_EXCERPTED TEXT_.
==============================

The Marine Discovery Centre through the eyes of a Year 5 student


I open my sleep crusted eyes, and feel the warm sunshine dripping down my skin. I remember that today is the day our school is going to the beach – and I leap from my bed with excitement. Mum fixes me breakfast and fusses about my uniform like a clucking hen, getting me ready for the day, and drops me off at the school bus with a parting “tell me all about your day later sweetie”. I’m in the school bus and my friends and I buzz with anticipation of the day ahead – we’re finally visiting the Marine Discovery Centre!

On our way to the centre the bus driver takes the scenic route, and we observe Henley Beach in all its wonder, sunlight illuminating the ebb and flow of the bright blue waves. I taste the salt in the air and catch a whiff of seaweed and sand. We arrive at the centre, eyes lit with intrigue. I walk inside and am greeted by a cheery lady named Carmen, a hilarious man named Karno and knowledgeable marine biologist named Georgie. They introduce us to their centre at Henley Beach, which is the only institute in South Australia for guided marine education tours. I look around and see microscopes, artwork, fossilised creatures and games galore.

==============================

[Dataset entries]
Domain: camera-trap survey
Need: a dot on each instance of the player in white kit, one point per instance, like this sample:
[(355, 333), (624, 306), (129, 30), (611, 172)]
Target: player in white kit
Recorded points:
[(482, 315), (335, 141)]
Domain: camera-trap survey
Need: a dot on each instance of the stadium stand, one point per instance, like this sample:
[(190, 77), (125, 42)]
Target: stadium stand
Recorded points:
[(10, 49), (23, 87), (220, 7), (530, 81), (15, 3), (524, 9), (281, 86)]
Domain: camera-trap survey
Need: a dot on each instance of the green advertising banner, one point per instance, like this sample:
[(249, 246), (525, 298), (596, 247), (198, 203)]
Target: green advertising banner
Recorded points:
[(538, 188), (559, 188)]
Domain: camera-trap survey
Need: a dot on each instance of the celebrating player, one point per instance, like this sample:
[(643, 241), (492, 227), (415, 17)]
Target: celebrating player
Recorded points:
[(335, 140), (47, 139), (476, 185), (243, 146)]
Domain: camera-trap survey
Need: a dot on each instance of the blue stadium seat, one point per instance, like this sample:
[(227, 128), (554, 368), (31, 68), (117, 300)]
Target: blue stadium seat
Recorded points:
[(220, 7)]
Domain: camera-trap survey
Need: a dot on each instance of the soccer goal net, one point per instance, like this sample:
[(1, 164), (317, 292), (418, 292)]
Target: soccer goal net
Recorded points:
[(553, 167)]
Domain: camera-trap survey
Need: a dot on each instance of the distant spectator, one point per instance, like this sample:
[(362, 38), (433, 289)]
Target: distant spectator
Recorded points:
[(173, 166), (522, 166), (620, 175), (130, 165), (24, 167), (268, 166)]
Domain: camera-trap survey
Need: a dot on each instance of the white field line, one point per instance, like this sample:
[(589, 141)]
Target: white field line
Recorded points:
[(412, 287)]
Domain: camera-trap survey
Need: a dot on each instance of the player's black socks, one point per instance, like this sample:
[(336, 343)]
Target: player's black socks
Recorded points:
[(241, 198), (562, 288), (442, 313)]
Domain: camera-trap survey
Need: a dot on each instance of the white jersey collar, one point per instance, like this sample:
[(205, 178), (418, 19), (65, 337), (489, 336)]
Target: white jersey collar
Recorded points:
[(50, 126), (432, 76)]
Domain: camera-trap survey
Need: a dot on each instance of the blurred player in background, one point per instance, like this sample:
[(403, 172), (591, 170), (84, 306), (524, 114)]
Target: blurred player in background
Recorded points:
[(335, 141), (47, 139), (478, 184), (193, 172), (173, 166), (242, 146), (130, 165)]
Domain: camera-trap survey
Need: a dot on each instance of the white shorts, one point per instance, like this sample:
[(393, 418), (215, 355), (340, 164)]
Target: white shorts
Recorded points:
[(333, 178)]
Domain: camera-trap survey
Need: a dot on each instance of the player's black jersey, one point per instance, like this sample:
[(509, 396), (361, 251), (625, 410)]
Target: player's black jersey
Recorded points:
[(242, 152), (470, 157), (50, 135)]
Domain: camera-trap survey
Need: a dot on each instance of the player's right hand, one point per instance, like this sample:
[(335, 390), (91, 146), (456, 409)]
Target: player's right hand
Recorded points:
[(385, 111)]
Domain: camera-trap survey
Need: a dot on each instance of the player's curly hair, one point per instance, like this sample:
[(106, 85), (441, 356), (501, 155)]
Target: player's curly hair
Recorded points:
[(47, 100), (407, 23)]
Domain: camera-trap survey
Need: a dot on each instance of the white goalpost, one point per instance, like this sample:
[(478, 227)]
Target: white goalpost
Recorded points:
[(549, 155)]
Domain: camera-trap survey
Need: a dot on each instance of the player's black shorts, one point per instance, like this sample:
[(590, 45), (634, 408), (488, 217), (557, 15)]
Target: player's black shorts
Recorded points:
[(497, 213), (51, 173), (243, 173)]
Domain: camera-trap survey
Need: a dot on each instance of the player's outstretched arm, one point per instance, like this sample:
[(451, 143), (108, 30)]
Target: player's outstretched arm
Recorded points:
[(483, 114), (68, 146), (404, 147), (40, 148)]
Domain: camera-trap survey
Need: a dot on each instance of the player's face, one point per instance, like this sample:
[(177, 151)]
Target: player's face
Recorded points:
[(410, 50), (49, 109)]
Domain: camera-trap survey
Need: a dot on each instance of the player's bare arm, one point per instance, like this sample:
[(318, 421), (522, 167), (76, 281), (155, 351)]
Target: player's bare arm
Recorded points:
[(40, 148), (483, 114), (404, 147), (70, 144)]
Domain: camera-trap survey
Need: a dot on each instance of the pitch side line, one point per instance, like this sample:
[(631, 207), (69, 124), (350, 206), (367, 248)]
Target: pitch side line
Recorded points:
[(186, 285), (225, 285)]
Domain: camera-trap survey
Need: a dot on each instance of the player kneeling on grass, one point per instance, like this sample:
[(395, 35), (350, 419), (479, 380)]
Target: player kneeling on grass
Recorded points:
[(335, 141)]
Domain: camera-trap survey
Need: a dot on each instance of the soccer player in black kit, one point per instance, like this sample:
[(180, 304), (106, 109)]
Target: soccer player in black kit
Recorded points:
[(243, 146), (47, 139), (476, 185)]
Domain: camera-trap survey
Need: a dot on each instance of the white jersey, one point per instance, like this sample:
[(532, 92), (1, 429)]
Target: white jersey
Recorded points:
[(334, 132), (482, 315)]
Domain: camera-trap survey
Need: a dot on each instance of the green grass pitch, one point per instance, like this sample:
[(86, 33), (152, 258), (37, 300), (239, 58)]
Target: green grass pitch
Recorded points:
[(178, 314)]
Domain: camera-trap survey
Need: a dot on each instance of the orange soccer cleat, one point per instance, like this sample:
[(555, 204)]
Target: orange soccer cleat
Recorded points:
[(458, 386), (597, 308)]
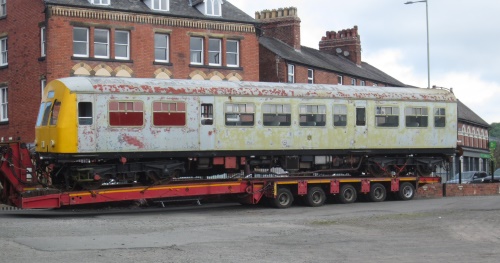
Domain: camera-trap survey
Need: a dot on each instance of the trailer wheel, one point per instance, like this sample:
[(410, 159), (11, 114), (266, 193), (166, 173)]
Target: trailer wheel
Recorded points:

==============================

_TASK SET_.
1 – List the people the narrator meets on entering the Marine Discovery Centre, as named in the account of the school visit, along with the description the account gives each one.
2 – Continue the account of the school visit to the Marine Discovery Centre from its final sentence.

_OUTPUTS IN ORDER_.
1 –
Carmen, a cheery lady
Karno, a hilarious man
Georgie, a knowledgeable marine biologist

2 –
I haven’t been able to get my mind off the beach since the drive over, and they announce it’s time to go. I’ve been instructed to put my scientist hat on, so I place my theoretical hat, goggles and lab coat on and set toward the sea. While sifting through the sand I find an oval object called a “cuttle bone”, which is the backbone of the soft bodied cuttle. We can tell how the cuttle died based on its engravings; if there are teeth marks, a shark dolphin or sea lion may have had it for lunch. If there are scratch marks, a sea bird may have used it to sharpen their beak. After an hour we are told to return to the centre for lunch, before the exploration of the rooms commences.

A vegemite sandwich and apple juice later, we’re off to see the rooms. The exploring is broken up into four sections; the science exploration room, catchment to coast room, creatures’ room and Kaurna room. My favourite room was the Kaurna room, given Karno played us the didgeridoo, a wind type instrument that has been around for over 1000 years and can only be played by men, so we’re lucky to have witnessed it in person.

I loved the experience to get up close and personal to the South Australian marine creatures, my favourites were the Port Jackson Shark, the Porcupinefish and the Southern Fiddler Ray - but there were so many more. 

I have so much to tell Mum when I get home.